• **Task details**: Copy all the material below, exactly as it stands.

◆ ◆ ◆ ◆

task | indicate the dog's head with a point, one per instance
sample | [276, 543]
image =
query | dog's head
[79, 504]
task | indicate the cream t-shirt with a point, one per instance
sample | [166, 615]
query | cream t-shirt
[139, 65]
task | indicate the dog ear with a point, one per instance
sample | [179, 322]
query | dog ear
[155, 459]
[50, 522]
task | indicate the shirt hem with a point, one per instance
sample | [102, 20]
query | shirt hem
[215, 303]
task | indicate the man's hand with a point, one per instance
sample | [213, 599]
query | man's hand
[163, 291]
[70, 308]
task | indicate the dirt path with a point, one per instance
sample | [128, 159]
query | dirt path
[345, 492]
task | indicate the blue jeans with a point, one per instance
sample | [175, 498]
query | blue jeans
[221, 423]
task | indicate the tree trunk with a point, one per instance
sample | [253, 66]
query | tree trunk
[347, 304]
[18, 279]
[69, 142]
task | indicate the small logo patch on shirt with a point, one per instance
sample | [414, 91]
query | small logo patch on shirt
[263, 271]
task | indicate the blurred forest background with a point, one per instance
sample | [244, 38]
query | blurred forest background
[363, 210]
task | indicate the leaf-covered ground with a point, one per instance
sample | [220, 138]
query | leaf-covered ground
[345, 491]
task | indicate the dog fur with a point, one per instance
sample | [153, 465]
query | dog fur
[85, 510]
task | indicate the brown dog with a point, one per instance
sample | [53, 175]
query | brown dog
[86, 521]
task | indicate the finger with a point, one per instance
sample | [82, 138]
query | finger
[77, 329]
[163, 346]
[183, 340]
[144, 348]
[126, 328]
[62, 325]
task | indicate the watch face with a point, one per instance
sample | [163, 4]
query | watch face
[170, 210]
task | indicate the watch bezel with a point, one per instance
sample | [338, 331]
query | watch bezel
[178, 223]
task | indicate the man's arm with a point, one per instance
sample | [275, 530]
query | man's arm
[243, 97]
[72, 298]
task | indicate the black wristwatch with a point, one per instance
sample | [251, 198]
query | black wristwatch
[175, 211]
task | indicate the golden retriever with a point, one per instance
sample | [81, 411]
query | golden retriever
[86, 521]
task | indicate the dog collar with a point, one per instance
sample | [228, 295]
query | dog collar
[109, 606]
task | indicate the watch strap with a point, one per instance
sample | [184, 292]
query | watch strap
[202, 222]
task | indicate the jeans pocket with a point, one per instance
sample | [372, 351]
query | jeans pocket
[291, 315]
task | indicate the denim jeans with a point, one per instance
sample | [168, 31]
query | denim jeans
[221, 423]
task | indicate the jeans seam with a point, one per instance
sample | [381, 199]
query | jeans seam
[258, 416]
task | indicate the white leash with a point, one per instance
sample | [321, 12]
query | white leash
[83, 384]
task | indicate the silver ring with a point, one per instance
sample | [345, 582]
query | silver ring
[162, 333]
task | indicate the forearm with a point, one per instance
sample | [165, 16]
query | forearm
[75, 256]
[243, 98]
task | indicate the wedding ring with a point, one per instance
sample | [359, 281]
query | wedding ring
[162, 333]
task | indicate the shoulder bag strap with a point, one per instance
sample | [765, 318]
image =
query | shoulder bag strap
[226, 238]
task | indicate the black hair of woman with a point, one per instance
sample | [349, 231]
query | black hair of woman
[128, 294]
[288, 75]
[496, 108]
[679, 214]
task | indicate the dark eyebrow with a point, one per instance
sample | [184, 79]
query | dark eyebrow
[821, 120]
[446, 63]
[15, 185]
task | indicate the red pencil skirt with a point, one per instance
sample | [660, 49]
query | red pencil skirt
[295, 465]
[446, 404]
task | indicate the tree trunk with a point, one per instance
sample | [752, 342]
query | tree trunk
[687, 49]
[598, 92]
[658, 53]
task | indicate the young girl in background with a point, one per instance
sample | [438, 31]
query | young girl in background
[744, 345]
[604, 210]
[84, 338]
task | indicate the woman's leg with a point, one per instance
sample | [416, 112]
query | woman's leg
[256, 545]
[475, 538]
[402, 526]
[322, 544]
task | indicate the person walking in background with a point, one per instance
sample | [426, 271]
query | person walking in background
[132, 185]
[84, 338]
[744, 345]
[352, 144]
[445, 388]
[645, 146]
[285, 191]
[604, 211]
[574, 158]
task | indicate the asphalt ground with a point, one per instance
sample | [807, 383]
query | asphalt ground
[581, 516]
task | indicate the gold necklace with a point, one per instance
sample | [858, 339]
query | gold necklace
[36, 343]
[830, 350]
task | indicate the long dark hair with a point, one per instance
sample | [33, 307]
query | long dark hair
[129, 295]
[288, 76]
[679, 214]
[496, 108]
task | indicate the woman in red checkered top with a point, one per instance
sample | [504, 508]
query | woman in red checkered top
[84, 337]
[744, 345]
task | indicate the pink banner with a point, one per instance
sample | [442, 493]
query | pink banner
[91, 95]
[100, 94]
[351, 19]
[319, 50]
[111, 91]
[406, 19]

◆ ◆ ◆ ◆

• **Task output**:
task | indicate the dog's head with a point, one per instance
sample | [276, 543]
image =
query | dog's head
[79, 504]
task | indicate the cream t-shirt with a point, one per instance
sample | [166, 615]
query | cream t-shirt
[139, 65]
task | indicate the dog ear with a point, one per instance
sample | [179, 322]
query | dog ear
[155, 459]
[50, 522]
task | indicate the shirt hem with a point, one per instance
sample | [102, 20]
query | shirt hem
[215, 303]
task | indicate the man's hand with a point, one per instance
sample | [213, 599]
query | man's hand
[163, 291]
[70, 308]
task | indicate the dirt path with a point, one per instance
sample | [128, 159]
query | dirt path
[345, 492]
task | indicate the blue jeans with a point, one per instance
sample | [175, 498]
query | blue jeans
[221, 423]
task | indicate the tree trunk with a point, one per instance
sample | [253, 66]
query | tree trunk
[347, 304]
[18, 279]
[69, 142]
task | indicate the small logo patch on shirt with a point, one per instance
sample | [414, 91]
query | small logo patch on shirt
[263, 271]
task | indicate the blurred forest background with a point, one per instance
sample | [244, 38]
query | blurred forest background
[363, 210]
task | indicate the leaf-covered ground with a point, one per instance
sample | [220, 138]
query | leaf-covered ground
[345, 491]
task | indicate the dog fur with a point, one per instance
sample | [153, 465]
query | dog fur
[85, 510]
task | indicate the brown dog with a point, one per instance
sample | [53, 175]
query | brown dog
[86, 521]
task | indicate the finger with a point, one per instance
sample | [82, 138]
query | finger
[77, 329]
[163, 346]
[183, 340]
[144, 348]
[126, 328]
[62, 325]
task | indicate the watch face with a point, one per instance
sample | [163, 4]
query | watch face
[170, 210]
task | indicate the watch bezel with a point, one per instance
sample | [338, 331]
query | watch bezel
[178, 223]
task | indicate the man's arm with a point, one per instance
sample | [275, 530]
query | man's arm
[243, 97]
[72, 298]
task | indicate the black wristwatch with a point, one per instance
sample | [251, 198]
query | black wristwatch
[175, 211]
task | indicate the golden retriever with a point, one per instance
sample | [81, 411]
query | golden retriever
[86, 521]
task | indicate the dog collar with a point, one per instance
sample | [228, 295]
query | dog collar
[109, 606]
task | indicate the watch strap with a point, one per instance
sample | [184, 292]
query | watch strap
[202, 222]
task | indicate the jeans pocket with a point, one per instance
sample | [372, 351]
query | jeans pocket
[291, 315]
task | indicate the denim jeans with a point, one per instance
sample | [168, 31]
query | denim jeans
[221, 423]
task | indicate the jeans seam with a point, one per instance
sample | [381, 199]
query | jeans seam
[258, 416]
task | indicate the white leash with a point, one per instance
sample | [321, 12]
query | white leash
[83, 384]
task | indicate the silver ring with a point, one per instance
sample | [345, 582]
query | silver ring
[162, 333]
task | indicate the forearm with a point, one per instance
sample | [165, 16]
query | forearm
[75, 256]
[243, 98]
task | indicate the wedding ring with a point, one per instance
sample | [359, 281]
query | wedding ring
[162, 333]
task | indicate the shoulder bag strap with a point, one per instance
sample | [765, 318]
image =
query | shoulder bag strap
[226, 238]
task | indicate the black hair of woman with a point, one per instance
sample | [349, 231]
query | black hair of woman
[128, 294]
[288, 75]
[496, 108]
[679, 214]
task | indicate the dark eyebrow with a point, one per instance
sample | [184, 79]
query | dark eyebrow
[821, 120]
[446, 63]
[15, 185]
task | indicate the red pencil skirt with a point, one per instance
sample | [660, 49]
query | red pencil skirt
[295, 465]
[446, 404]
task | indicate the tree trunk with a point, one per instance
sample | [752, 342]
query | tree trunk
[687, 49]
[598, 92]
[658, 53]
task | indicate the young girl in background with a point, one per instance
sample | [438, 31]
query | young girl in background
[744, 345]
[604, 210]
[84, 338]
task | indicate the woman's leg with a point, one per instance
sample | [416, 112]
query | woman's leg
[256, 545]
[475, 538]
[402, 526]
[322, 544]
task | indicate the person walking in background with a point, one per instance
sample | [426, 271]
query | person walking in background
[132, 185]
[84, 338]
[744, 345]
[352, 144]
[445, 388]
[645, 146]
[285, 191]
[604, 211]
[574, 158]
task | indicate the asphalt ground with a point, one per instance
sample | [807, 383]
query | asphalt ground
[581, 516]
task | indicate the gold necklace with a point, one per instance
sample | [858, 339]
query | gold necklace
[36, 343]
[830, 350]
task | indicate the long dark hair with a point, one per instance
sample | [33, 307]
query | long dark hair
[129, 295]
[288, 76]
[679, 214]
[496, 108]
task | indicate the woman in red checkered top with a point, one per instance
sample | [504, 508]
query | woman in red checkered top
[84, 337]
[744, 345]
task | indicate the pink banner with a point, one per instance
sample | [442, 493]
query | pink banner
[91, 95]
[100, 94]
[351, 19]
[319, 50]
[111, 91]
[406, 19]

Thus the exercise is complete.